#### Exercise:
Copy the records from the line with "The user wants to interact with the truck side mirror." up to and including the line with "[170,448,187,500]", keeping the requests, and shift every bounding-box coordinate by 124.
===== Materials provided
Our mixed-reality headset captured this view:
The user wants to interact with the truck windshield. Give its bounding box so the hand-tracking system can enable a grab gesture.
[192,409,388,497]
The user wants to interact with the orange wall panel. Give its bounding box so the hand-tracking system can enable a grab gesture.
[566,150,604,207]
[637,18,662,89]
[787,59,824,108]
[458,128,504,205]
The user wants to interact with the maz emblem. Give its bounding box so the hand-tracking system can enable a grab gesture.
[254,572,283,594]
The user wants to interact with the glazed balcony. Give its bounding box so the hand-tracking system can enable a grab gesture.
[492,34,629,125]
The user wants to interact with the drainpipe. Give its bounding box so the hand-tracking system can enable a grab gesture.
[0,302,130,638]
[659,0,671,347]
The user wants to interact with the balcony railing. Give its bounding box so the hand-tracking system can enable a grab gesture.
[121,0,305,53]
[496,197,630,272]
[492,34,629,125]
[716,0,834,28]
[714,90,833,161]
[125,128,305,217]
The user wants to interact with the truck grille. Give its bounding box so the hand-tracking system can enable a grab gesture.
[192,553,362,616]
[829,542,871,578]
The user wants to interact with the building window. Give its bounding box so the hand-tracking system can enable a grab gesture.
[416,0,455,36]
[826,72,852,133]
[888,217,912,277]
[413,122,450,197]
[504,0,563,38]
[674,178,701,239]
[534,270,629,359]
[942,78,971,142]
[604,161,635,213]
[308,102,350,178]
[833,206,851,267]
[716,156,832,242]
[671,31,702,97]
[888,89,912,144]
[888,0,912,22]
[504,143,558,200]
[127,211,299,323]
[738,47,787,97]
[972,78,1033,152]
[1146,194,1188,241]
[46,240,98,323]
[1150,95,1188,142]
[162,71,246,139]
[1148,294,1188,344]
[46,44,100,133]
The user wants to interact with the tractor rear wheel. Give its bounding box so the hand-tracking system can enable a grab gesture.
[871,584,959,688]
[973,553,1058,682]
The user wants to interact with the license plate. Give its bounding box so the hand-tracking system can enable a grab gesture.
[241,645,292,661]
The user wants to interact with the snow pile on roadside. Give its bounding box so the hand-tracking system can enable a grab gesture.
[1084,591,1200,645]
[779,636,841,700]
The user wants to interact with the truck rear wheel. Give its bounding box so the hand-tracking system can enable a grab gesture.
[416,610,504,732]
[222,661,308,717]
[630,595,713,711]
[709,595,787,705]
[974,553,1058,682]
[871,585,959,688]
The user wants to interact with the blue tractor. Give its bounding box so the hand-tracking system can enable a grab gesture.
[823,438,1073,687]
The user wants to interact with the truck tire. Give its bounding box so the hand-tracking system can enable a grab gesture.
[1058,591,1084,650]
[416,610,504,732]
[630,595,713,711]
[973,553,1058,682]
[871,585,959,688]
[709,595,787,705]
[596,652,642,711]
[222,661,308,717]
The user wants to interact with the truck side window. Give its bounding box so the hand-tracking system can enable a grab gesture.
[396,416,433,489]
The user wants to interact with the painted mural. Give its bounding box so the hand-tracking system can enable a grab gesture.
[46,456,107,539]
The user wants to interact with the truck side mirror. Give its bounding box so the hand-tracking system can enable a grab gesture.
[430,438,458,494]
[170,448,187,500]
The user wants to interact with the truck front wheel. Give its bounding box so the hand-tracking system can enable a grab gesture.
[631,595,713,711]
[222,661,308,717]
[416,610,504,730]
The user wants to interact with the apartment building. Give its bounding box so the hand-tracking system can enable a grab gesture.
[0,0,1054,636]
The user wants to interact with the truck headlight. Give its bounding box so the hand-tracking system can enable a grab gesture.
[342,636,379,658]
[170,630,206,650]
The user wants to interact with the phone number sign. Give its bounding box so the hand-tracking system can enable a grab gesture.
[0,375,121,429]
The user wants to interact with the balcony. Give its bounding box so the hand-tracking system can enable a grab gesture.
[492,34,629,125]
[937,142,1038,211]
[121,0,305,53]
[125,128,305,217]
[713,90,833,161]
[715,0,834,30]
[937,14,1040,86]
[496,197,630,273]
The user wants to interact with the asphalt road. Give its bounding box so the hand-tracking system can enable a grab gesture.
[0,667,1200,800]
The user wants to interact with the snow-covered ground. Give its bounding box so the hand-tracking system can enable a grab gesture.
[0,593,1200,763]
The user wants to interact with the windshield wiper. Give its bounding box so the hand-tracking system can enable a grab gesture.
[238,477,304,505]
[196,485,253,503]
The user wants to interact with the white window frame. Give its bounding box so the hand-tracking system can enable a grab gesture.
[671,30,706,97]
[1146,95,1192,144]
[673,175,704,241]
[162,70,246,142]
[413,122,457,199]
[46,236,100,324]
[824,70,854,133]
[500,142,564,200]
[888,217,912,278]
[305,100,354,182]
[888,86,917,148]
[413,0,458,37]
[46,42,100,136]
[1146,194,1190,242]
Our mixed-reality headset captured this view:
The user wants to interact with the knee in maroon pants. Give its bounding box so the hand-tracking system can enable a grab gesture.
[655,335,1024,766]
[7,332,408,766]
==========
#### Solved exercise:
The user wants to interact with the truck side mirror. Give its bounding box so the hand-tracking system can enable a grab gesture.
[554,562,582,618]
[294,572,311,624]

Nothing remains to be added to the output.